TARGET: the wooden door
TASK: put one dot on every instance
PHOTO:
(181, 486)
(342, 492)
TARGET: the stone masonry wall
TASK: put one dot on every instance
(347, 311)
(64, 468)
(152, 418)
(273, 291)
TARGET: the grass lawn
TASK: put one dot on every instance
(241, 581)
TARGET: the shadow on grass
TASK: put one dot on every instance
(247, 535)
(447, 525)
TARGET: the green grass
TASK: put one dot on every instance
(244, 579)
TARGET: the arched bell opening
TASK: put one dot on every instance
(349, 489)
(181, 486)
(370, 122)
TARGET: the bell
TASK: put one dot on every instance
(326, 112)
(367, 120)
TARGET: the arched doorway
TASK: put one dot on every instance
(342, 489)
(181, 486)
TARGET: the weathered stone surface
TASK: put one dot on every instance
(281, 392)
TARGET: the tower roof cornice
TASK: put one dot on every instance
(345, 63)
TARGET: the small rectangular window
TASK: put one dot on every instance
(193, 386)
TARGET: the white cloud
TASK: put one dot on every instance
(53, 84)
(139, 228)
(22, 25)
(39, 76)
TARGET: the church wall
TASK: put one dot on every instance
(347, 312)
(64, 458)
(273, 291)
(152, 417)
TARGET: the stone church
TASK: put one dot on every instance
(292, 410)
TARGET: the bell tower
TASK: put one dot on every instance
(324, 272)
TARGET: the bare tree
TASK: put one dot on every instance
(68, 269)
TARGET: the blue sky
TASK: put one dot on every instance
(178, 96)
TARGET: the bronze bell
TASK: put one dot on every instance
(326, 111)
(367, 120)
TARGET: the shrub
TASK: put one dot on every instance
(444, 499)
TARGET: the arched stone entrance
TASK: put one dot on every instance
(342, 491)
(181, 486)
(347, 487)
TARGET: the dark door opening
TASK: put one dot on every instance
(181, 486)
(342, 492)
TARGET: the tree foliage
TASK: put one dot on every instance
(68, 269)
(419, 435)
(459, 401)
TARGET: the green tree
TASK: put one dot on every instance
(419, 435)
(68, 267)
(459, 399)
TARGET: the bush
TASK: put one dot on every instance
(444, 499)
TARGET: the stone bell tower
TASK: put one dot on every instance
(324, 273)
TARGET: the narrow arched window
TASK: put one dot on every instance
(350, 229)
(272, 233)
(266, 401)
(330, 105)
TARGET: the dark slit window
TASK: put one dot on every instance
________
What is required
Provide all the records again, word for word.

Task answer
TARGET: the wooden door
TASK: put one dot on every instance
PHOTO:
(181, 486)
(342, 492)
TARGET: the stone masonry wall
TASK: put one dot on every instance
(347, 311)
(64, 468)
(152, 418)
(273, 291)
TARGET: the grass lawn
TASK: put one dot on every instance
(241, 581)
TARGET: the shadow on grass
TASK: put one dot on every instance
(247, 535)
(447, 525)
TARGET: the green grass
TASK: put one dot on every instance
(244, 579)
TARGET: the arched bell opening
TASK: put one dot on every instance
(349, 489)
(181, 486)
(370, 122)
TARGET: the bell
TASK: put one dot on every instance
(326, 112)
(367, 120)
TARGET: the arched doorway
TASK: put one dot on every instance
(342, 489)
(181, 486)
TARGET: the weathered stone surface
TASK: put one dot on every instance
(281, 392)
TARGET: the tower roof cornice
TASK: put one dot on every instance
(345, 63)
TARGET: the small rectangular window
TASK: put one dot on every instance
(193, 386)
TARGET: the white cloud
TASK: put one dot on every instance
(53, 84)
(139, 228)
(22, 25)
(39, 76)
TARGET: the church wall
TASK: put one dot on every instance
(347, 312)
(64, 458)
(273, 291)
(152, 417)
TARGET: the stone church
TASK: put one dot on every instance
(292, 410)
TARGET: the bell tower
TASK: put one dot on every instance
(324, 272)
TARGET: the bare tree
TASK: put one dot on every instance
(68, 269)
TARGET: the blue sky
TASK: put one dot on every instance
(178, 96)
TARGET: the bronze bell
TASK: put one dot on every instance
(326, 111)
(367, 120)
TARGET: the shrub
TASK: put one dot on every instance
(444, 499)
TARGET: the arched stone entrance
TASK: put one dot on every instance
(342, 491)
(181, 486)
(347, 487)
TARGET: the dark door opening
TASK: put one dot on every instance
(181, 486)
(342, 492)
TARGET: the tree foliage
TASK: put one dot on every instance
(68, 269)
(419, 435)
(459, 401)
TARGET: the green tree
TASK: put one dot on every instance
(419, 435)
(68, 267)
(459, 399)
TARGET: the bush
TASK: put one dot on every instance
(444, 499)
TARGET: the stone bell tower
TASK: put one dot on every instance
(324, 273)
TARGET: the narrow arched window
TASK: put one dot on every instance
(350, 229)
(272, 233)
(266, 401)
(330, 105)
TARGET: the dark slit window
TASK: put one dot on every instance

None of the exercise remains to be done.